··· EXTRACTED TEXT

Michigan woman denied chronic pain medication due to cannabis use

By Larry Gabriel for the Detroit Metro Times

"Unfortunately, your doctor can fire you and deny your medicine. Unfortunately, it's a policy that's prevalent, and it affects a lot of people." - Brandy Zink, chairperson of the Michigan Chapter of Americans for Safe Access

Narmin Jarrous has been using medical cannabis for two years, and has been open about it with her doctor in the Ascension medical system. Over that time she has been able to narrow the use of some drugs to control a painful endometriosis condition down to one. Because of that history, it was quite a surprise to Jarrous recently when she says she was denied a prescription for her one medication because a blood test had detected her marijuana use.

"What happened was I went to my primary care doctor to get a refill for my medication," says Jarrous. "I finished my appointment and then get a call that my doctors won't refill my prescription because I failed a drug test. I was positive for marijuana. ... I'm very open about my use medicinally. It's allowed me to stop taking all my pain medications. "

······

## WHAT TO WORK ON
1. Answer these questions using the article on Narmin Jarrous and her cannabis use:
(a) What position does Brandy Zink hold?
(b) How long has Jarrous been using medical cannabis?
(c) What detected Jarrous's marijuana use?
2. Continue the article on Narmin Jarrous and her cannabis use, picking up right after its final sentence.
The items play no part in this.

··· EXTRACTED MATERIAL

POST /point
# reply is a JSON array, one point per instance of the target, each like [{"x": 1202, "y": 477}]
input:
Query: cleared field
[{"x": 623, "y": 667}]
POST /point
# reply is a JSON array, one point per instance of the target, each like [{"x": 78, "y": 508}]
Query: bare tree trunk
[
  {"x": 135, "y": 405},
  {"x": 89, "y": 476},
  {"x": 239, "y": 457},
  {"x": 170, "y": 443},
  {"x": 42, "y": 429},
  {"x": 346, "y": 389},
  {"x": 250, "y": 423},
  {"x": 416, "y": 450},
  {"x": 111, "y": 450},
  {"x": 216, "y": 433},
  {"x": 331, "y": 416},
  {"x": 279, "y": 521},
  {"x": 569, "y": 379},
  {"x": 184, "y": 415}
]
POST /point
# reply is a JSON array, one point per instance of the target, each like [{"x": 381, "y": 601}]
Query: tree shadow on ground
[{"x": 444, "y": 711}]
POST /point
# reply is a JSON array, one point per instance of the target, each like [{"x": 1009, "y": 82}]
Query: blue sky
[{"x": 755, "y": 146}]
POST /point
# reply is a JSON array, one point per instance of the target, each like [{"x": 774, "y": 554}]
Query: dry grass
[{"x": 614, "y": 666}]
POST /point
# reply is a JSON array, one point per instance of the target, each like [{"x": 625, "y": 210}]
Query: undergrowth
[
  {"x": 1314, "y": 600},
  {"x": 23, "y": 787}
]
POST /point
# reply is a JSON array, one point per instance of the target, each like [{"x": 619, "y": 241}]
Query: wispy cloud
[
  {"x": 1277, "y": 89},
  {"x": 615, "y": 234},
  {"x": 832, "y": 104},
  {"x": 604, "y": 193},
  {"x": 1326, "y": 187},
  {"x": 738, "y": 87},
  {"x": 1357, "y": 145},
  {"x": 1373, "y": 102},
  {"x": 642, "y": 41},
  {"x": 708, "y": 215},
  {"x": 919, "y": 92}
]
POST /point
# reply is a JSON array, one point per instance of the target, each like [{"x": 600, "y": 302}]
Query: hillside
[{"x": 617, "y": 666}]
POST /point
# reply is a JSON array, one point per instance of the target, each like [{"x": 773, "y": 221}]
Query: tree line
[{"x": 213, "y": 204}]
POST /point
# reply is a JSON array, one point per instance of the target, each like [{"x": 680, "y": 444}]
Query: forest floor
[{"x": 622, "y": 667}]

······

## RESULTS
1.
(a) Brandy Zink is chairperson of the Michigan Chapter of Americans for Safe Access.
(b) She has been using it for two years.
(c) A blood test detected it.

2.
Apparently, the policy at Ascension is to not treat patients who are using cannabis. It's not clear what that policy is or if it's recently changed because the public relations person from Ascension Providence in Southfield did not respond to phone messages or texts.

A hospital policy that does not recognize medical cannabis use is no surprise. Since medical marijuana was legalized in Michigan in 2008, reports of medical organizations refusing treatment to patients due to their use have been common. Part of the reasoning is that some hospitals are federally licensed or receive federal funds. Because the Drug Enforcement Agency considers marijuana to be a Schedule 1 drug with no accepted medical use, hospital administrators fear running into problems with the government if they engage medical marijuana patients. Some health providers have responded with an outright ban, some look the other way and don't talk about it, and still, others have been accommodating.

"Unfortunately, your doctor can fire you and deny your medicine," says Brandy Zink, chairperson of the Michigan Chapter of Americans for Safe Access, which works to assure safe access to cannabis for therapeutic use and research. "Unfortunately, it's a policy that's prevalent, and it affects a lot of people."

Jarrous, 24, is the chief development officer of Exclusive Brands, an Ann Arbor-based cannabis company doing business across the state. She was able to find another doctor willing to take her as a patient and provide her medication.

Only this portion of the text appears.